- Aufgabe -
Setze den Leitsatz zur Lese- und Rechtschreibschwäche als Krankheit im Sinne des § 33 EStG im Anschluss an seinen letzten Satz fort.

- Quelldokument -
::::::::::

Leitsatz
Die Beeinträchtigung der Lese- und Rechtschreibefähigkeit eines Kindes stellt nach Auffassung des BFH nicht in jedem Fall eine Krankheit im Sinne des § 33 EStG dar. Beruht sie auf einer Hirnfunktionsstörung, ist eine Heilbehandlung medizinisch notwendig. Soll dagegen die sprachliche, soziale, psychologische oder pädagogische Entwicklung des Kindes gefördert und unterstützt werden, liegt keine Heilung oder Linderung einer Krankheit vor. Um in einem solchen Fall einen ungerechtfertigten Steuervorteil zu verhindern, sei es unverzichtbar, mit einem vor Beginn der Behandlung erstellten amtsärztlichen Attestes deren medizinische Notwendigkeit nachzuweisen. Ausnahmsweise genügten andere amtliche Unterlagen wie die Bescheinigung einer Versicherungsanstalt oder einer Beihilfestelle. Das FG des Saarlandes entschied jetzt, dass auch eine nachträgliche Bescheinigung ausreicht, wenn von neutraler Stelle eine Erkrankung und der medizinische Behandlungsweg bescheinigt werden und die Behandlung von einem medizinisch-therapeutisch ausgerichteten Team vollzogen wird.

::::::::::

(Gesammelte Daten)
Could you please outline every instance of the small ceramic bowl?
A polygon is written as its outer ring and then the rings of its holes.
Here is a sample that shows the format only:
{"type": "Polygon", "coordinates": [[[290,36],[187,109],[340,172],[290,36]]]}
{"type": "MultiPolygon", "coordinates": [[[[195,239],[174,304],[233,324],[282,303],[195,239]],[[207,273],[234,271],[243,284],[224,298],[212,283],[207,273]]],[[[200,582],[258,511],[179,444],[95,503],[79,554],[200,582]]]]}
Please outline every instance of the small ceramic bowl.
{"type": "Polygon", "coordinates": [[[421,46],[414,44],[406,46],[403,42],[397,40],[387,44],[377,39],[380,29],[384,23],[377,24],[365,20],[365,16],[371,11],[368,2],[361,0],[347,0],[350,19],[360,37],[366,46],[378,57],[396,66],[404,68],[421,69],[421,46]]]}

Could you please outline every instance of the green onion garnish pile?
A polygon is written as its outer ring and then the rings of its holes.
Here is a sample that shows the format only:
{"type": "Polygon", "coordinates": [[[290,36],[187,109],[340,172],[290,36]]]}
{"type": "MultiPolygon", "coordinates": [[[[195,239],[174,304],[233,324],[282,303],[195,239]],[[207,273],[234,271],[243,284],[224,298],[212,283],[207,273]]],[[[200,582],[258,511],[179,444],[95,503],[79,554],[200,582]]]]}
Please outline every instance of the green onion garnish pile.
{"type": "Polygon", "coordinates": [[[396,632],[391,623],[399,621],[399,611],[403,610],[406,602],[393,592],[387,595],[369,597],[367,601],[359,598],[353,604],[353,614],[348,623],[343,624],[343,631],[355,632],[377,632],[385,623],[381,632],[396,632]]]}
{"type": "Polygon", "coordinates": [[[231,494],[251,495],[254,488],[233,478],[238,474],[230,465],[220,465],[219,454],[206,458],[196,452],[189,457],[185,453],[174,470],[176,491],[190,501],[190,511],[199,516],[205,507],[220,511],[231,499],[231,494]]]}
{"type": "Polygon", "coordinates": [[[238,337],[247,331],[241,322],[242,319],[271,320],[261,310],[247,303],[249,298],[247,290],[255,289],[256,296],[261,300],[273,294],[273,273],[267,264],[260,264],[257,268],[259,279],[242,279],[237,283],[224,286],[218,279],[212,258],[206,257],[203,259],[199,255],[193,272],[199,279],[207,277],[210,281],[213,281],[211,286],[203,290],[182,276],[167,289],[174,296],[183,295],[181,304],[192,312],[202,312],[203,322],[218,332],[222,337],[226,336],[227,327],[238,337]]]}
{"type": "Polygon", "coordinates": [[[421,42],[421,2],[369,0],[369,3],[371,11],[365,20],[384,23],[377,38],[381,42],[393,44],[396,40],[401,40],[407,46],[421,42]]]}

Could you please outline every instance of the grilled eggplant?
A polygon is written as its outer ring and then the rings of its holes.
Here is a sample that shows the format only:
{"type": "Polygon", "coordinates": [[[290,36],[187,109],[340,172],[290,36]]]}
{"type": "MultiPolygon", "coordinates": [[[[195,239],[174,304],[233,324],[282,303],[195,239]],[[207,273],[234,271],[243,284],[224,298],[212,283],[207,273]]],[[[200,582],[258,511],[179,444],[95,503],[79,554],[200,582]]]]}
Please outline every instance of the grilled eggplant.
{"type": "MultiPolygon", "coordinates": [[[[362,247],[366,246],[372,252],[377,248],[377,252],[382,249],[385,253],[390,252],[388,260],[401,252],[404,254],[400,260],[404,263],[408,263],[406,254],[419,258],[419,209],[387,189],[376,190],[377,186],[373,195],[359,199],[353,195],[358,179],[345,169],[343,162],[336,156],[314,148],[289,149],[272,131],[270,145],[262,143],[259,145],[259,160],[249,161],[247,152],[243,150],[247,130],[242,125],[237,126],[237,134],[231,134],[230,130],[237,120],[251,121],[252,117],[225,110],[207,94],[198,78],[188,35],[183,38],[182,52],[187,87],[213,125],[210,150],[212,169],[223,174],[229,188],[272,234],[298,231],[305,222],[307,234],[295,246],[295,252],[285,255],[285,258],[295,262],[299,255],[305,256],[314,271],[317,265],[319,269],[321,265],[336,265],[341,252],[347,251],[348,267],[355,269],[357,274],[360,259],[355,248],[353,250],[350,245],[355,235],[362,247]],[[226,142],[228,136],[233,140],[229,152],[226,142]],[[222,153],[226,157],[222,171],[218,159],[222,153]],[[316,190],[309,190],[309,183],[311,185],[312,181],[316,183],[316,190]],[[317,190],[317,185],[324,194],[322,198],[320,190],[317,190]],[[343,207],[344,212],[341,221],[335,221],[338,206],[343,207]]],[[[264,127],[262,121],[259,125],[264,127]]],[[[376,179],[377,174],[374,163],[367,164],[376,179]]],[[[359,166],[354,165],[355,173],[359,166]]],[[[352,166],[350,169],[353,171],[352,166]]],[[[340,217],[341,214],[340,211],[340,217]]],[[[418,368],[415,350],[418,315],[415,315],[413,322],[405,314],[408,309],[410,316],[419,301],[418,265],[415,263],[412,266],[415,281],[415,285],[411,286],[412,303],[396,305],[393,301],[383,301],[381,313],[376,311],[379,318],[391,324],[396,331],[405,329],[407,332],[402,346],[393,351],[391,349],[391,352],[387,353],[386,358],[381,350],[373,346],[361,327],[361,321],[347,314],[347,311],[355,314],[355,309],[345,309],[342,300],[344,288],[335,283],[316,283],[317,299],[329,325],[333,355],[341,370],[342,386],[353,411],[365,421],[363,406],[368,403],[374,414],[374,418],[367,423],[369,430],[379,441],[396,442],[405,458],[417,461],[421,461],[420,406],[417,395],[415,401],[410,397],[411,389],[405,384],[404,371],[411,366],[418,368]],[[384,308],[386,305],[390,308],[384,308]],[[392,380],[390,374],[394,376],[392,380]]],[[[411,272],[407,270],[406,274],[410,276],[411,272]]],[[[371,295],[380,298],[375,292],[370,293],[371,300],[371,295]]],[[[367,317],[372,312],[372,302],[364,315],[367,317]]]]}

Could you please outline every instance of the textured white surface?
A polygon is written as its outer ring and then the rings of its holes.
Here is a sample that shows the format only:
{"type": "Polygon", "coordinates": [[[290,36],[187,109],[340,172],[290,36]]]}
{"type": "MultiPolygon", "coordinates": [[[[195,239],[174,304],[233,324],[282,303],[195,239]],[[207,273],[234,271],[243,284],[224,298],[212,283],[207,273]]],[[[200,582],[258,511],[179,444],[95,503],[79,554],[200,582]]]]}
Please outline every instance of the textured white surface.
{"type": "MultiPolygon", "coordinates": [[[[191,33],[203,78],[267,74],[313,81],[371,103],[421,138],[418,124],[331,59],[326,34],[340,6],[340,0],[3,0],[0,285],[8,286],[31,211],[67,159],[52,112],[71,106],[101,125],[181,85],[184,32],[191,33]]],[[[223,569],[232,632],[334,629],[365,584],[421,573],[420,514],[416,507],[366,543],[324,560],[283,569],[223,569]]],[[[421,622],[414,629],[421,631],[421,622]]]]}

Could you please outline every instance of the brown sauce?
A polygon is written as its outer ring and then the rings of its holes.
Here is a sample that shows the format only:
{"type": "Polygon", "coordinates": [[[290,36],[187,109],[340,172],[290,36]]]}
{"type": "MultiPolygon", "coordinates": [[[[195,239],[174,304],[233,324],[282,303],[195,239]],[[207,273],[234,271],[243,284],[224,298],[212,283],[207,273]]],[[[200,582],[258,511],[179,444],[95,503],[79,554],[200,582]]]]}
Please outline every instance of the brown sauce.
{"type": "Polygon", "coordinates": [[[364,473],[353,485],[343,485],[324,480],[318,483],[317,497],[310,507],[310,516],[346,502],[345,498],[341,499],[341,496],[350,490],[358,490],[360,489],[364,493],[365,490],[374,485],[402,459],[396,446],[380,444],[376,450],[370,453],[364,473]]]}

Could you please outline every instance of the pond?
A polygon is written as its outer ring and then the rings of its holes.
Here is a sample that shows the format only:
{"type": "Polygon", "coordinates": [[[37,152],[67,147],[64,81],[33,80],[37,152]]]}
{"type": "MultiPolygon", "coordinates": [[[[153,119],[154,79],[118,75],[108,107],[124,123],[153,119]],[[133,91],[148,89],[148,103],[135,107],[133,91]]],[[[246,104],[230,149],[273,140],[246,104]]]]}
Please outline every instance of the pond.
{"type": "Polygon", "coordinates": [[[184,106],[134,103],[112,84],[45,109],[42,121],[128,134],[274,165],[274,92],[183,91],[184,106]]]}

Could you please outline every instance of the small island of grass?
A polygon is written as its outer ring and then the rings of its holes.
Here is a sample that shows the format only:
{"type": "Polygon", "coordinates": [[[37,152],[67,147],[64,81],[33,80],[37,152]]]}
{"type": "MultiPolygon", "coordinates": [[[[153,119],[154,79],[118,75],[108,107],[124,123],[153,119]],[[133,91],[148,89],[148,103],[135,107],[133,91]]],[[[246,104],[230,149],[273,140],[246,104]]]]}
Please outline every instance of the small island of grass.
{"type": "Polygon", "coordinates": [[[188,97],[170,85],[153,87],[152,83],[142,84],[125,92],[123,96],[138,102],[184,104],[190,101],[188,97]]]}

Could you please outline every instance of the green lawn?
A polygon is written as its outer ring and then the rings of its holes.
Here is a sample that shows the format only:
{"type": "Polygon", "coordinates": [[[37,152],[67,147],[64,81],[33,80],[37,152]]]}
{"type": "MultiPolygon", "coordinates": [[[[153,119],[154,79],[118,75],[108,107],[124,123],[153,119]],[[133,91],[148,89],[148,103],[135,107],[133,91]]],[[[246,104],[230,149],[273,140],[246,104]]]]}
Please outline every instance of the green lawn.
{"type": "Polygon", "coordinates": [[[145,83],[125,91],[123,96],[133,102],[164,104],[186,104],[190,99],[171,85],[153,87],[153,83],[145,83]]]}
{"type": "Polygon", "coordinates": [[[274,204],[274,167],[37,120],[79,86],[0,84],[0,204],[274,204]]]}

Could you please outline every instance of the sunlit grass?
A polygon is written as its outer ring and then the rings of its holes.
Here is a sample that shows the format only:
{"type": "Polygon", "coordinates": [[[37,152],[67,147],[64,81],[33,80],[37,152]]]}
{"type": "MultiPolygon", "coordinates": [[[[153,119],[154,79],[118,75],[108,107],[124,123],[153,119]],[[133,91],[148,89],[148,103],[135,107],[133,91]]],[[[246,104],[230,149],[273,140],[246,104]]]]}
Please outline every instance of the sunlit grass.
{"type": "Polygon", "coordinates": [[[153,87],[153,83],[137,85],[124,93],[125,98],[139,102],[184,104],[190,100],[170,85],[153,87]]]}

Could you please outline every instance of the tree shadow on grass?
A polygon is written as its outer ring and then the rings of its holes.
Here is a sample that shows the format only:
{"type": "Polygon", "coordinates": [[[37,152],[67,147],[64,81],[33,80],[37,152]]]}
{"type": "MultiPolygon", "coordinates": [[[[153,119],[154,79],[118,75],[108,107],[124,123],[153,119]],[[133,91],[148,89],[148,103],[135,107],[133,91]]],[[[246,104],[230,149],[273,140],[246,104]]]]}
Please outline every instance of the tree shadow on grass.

::::::::::

- Ergebnis -
Sachverhalt
Die 10-jährige Tochter der Steuerpflichtigen leidet an einer Lese- und Rechtschreibstörung (Legasthenie oder Dyslexie). Die Diagnose und Behandlung ließen sie vom Institut für Hirnforschung & angewandte Technologie GmbH durchführen. Sie nimmt außerdem an einem Legasthenie-Training bei einer Dipl.-Psychologin teil. Im Kalenderjahr 2000 wandten die Eltern hierfür 8.678 DM auf. Aus einer amtsärztlichen Bescheinigung, die erst am 11.9.2001 ausgestellt wurde, geht hervor, dass die Tochter an einer Lese- und Rechtschreibschwäche leide, die durch medizinische Behandlung oder pädagogische Maßnahmen gebessert werden könne. Bei der Tochter werde eine medizinische Behandlung praktiziert, die noch nicht von der Krankenkasse anerkannt sei. Das Finanzamt erkannte die Aufwendungen nicht als außergewöhnliche Belastung an.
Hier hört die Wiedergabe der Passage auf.